Reading text
>>>
IPU: The operation is executed a single time on a single Bow IPU in a Bow-2000 chassis, with a randomly generated sparsity pattern and values. We extract cycle count information and convert these cycle counts into TFLOP/s values given a constant clock of 1.85 GHz. Host transfers are excluded from measured time.

GPU: Baseline sparse implementations on GPU are provided by the cuSPARSE library v11.6.2 (NVIDIA, 2022). These are divided according to the sparse format used, with no distinction between static and dynamic sparsity patterns. We consider compressed sparse row (CSR) and block sparse row (BSR) for unstructured and block sparsity, respectively. We generate a random sparsity pattern and values, copy to device, execute 25 iterations of the operation and copy results to host for validation. We start timing after 5 iterations and measure wall clock time using cudaEventRecord. All experiments were performed on a single A100 GPU running in a 4 x A100-SXM4–40G chassis.

Screenshot 2023-04-13 at 13.02.34

Table 2: Ranges of parameters swept for benchmarks.

The key results of this work are shown in Figure 2. These plots show the compute FLOP/s (in log scale) vs density with fixed feature size, with each line presenting different implementations of the same operation. By construction, the dense implementation shows linear scaling with density — since zeros are not counted in the FLOP/s calculation. While on the other hand, for a sparse implementation, perfect scaling would predict constant FLOP/s as density varies.

Screenshot 2023-04-13 at 13.05.55

Figure 2: IPU FP16 and GPU block-sparse matmul performance as density varies for various block size b, square feature size m = k = 4096, best over batch size n.

For the dense baselines, while we broadly see chip-for-chip parity between IPU and GPU in FP16, it's important to highlight that the IPUs used are approximately half the price in the cloud, highlighting their cost efficiency for these basic operations. Furthermore, for the sparse operations, we see even larger benefits from using IPUs.

Specifically, for IPUs (Figure 2a), we see that using static sparse operations and block sparsity both individually improve performance. For example, the block size 16, dynamic case shows benefits over the dense baseline across all densities considered and unstructured (b = 1) static sparsity outperforming dense in the low-density regime (<5%). In addition, when both static and block sparsity methods are used, we see benefits of as much as 5x in throughput over the dense baseline.

For the GPU (Figure 2b), we see much less favourable performance with the sparse operations, with no case tested outperforming the FP16 dense baseline. However, we did find that the FP32 block sparse (BSR) case scaled very well as density decreased. It looks possible that for very low densities, this may outperform the dense baseline.
<<<
Listed entries
>>>
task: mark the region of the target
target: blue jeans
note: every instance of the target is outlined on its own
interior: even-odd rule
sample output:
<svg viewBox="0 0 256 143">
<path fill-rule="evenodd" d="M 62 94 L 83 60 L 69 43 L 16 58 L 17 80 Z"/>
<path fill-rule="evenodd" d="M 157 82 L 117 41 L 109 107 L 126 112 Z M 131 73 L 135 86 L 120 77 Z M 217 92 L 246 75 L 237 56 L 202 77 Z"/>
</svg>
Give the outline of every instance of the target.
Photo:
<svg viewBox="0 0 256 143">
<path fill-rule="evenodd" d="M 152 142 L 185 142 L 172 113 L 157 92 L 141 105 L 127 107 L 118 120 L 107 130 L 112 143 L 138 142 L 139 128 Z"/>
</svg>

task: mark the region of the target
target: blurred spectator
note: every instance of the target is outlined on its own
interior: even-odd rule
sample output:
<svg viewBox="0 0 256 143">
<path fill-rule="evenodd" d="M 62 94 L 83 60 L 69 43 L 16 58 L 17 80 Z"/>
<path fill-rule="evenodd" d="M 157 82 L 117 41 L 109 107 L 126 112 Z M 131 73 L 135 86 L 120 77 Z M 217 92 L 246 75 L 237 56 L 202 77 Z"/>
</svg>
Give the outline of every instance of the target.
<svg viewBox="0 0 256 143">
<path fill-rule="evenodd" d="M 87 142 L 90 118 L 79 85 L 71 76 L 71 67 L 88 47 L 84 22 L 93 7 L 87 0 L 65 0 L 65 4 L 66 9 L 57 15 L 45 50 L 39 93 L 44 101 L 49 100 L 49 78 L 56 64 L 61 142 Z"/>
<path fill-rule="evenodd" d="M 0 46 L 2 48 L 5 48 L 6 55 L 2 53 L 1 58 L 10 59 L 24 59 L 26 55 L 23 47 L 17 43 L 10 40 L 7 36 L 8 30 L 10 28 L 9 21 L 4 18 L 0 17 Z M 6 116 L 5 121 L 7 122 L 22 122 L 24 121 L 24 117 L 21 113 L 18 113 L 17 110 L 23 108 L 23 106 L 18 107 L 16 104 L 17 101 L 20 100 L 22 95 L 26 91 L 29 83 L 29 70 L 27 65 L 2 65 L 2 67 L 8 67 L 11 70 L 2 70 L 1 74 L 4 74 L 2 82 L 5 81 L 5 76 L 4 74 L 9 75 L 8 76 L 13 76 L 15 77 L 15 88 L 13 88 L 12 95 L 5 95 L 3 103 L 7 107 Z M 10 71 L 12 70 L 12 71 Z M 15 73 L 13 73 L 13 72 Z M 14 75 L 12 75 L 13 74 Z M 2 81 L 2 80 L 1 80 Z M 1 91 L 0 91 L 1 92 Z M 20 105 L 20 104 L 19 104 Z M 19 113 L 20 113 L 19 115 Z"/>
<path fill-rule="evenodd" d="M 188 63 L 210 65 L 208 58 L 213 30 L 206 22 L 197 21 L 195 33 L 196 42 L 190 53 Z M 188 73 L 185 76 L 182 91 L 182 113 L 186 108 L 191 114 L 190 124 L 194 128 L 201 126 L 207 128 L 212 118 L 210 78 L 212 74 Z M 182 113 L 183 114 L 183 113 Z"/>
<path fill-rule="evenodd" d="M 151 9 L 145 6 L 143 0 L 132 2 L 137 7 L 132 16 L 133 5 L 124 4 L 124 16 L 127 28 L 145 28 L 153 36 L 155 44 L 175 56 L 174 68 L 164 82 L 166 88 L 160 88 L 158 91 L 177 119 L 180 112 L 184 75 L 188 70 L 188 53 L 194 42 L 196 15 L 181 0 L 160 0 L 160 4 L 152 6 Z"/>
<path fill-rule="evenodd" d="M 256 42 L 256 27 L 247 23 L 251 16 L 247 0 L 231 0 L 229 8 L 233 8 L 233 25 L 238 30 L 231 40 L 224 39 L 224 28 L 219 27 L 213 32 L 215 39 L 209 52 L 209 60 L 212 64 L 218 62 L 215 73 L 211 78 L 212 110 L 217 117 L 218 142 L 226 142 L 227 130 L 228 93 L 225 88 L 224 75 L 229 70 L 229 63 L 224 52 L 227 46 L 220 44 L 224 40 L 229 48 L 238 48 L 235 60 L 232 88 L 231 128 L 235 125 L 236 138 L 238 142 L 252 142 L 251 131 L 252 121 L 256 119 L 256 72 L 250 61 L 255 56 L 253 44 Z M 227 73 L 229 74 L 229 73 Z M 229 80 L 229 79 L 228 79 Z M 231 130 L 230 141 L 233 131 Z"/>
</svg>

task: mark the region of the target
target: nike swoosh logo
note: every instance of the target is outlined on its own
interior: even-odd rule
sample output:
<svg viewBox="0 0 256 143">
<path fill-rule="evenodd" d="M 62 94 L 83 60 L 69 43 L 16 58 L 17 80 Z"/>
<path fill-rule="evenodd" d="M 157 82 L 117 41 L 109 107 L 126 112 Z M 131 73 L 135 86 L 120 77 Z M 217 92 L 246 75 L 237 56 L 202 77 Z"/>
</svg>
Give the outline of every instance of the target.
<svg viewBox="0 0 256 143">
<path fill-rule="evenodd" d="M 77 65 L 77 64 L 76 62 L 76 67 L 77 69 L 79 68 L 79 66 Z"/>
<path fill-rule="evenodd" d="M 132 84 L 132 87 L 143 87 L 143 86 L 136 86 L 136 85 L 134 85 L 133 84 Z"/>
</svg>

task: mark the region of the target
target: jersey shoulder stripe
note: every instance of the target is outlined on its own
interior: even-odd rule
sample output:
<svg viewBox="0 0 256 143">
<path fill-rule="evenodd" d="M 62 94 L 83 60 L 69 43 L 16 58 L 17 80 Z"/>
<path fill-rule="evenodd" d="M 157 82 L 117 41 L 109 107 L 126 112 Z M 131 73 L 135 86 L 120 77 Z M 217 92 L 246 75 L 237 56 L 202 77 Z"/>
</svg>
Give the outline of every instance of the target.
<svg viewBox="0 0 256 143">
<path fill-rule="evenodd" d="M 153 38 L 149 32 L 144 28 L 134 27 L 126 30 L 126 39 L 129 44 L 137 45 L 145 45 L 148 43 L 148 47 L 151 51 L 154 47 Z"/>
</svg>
<<<
Problem to work on
In the benchmarking text, what constant clock rate is used to convert IPU cycle counts into TFLOP/s values?

Full answer
1.85 GHz